### Passage provided
I've done quite a few rides over 200 km, a few of which were pretty flat, most of which were very undulating, but several of them were very hilly (3,000+ m of ascent). A few rides close to 250 km.


----------



## roubaixtuesday (10 Aug 2020)

Ridgeway said:


> target is a 200km/5,000m ride



Marmotte? About 200km if you descend back to Bourg d'Oisans


----------



## Specialeyes (10 Aug 2020)

155 miles overnight (Home-Hackney-Dunwich-Darsham)
175 miles in a 24-hour period with a wee kip in the middle (21 hours: Tower Bridge-Newhaven, Dieppe-Eiffel Tower)


----------



## newfhouse (10 Aug 2020)

Strava tells me it was 243 km (151 miles) on my single speed. South London to Cambridge followed by a FNRttC to King’s Lynn, so fairly flat terrain.


----------



## tallliman (10 Aug 2020)

128 miles (200km ride plus 3 miles home from the train ride home!).

Satisfying as it was in hindsight, I remember being dropped repeatedly by @13 rider over what could only be described as speed bumps towards the end. That was after @Supersuperleeds persuading me the cafe was just around the corner for 10 miles.....


----------



## LarryDuff (10 Aug 2020)

116 I think it was about 5 years ago


----------



## Twilkes (10 Aug 2020)

Dwn said:


> 100 miles, Glasgow-Gourock-Dunoon-Glasgow, but that was a good few years ago. Most this year is 57 miles.



I recently went round the coast from Dunoon, over Glen Finart and the two hills up to Rest & Be Thankful and back to Glasgow via the Garelochead road, it is a great ride.


----------



## Kestevan (10 Aug 2020)

Done the c2ç in a day sportive 4 times.
That's 150 miles and approx 12000 ft of climbing.

Quite fancy a go at a flatter 200 miles sometime..


----------



## lane (10 Aug 2020)

130 miles a couple of times. Hoping to do it again later this month - we shall see......


----------



## Tribansman (10 Aug 2020)

240 miles. Letchworth to Whitby. Ending in the North York Moors really not clever!


----------



## StuAff (10 Aug 2020)

In 24 hours: 223.58 miles, from home to Mumbles Pier (Pompey to Cardiff, then the Cardiff-Swansea FNRttC) in 2013. Actual riding time about 18 1/2 hours. I rode the seven and a half miles back to Swansea station after breakfast. Haven't managed another double ton since, though I've come close (190- Pompey-London-Brighton-Pompey, 2018). Next longest rides: 179, 174, 173, 165, 164, 162. What I lack in speed I compensate for, a bit, with endurance & sheer bloodymindedness.


----------



## CanucksTraveller (10 Aug 2020)

A smidge over 100 miles is my biggest, I'm ashamed to admit (in this company at least). It was some years ago though and I'd see that as a truly mammoth challenge these days, in fact I probably won't ever do it again in my lifetime. Maybe in the next. 😄
I'd say about 70-80 is the most I'd want to cover in a day now.


----------



## Slick (10 Aug 2020)

Twilkes said:


> I recently went round the coast from Dunoon, over Glen Finart and the two hills up to Rest & Be Thankful and back to Glasgow via the Garelochead road, it is a great ride.

### Material shown

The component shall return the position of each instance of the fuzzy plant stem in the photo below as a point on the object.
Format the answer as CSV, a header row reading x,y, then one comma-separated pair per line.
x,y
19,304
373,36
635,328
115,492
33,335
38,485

---

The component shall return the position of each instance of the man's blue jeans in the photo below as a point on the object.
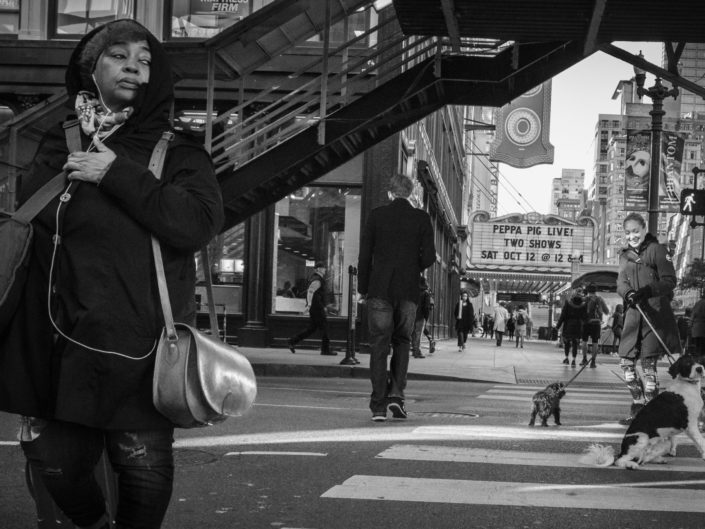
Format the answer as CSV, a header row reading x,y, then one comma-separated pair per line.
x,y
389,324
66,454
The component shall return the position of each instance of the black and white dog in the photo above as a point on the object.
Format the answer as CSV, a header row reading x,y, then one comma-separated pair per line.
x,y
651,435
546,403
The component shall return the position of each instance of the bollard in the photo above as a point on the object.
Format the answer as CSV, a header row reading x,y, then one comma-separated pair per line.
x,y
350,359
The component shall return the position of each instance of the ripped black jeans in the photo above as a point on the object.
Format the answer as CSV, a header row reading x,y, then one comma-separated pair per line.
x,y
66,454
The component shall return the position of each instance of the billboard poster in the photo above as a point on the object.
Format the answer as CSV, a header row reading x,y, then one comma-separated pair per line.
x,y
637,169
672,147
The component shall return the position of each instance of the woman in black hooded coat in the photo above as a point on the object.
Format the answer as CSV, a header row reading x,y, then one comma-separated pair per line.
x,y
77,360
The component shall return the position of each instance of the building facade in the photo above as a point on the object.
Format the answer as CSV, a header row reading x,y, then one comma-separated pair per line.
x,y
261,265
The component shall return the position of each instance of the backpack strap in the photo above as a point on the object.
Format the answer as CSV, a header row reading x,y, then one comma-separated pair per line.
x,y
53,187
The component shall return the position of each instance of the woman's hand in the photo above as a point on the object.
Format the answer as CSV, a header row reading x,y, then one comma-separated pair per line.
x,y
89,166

### What you need to do
Alter the cycling forum thread by replacing "Dieppe" with "Calais", and write out everything from "Marmotte? About 200km" down to "Bridge-Newhaven, Dieppe-Eiffel Tower)".

### Right answer
Marmotte? About 200km if you descend back to Bourg d'Oisans


----------



## Specialeyes (10 Aug 2020)

155 miles overnight (Home-Hackney-Dunwich-Darsham)
175 miles in a 24-hour period with a wee kip in the middle (21 hours: Tower Bridge-Newhaven, Calais-Eiffel Tower)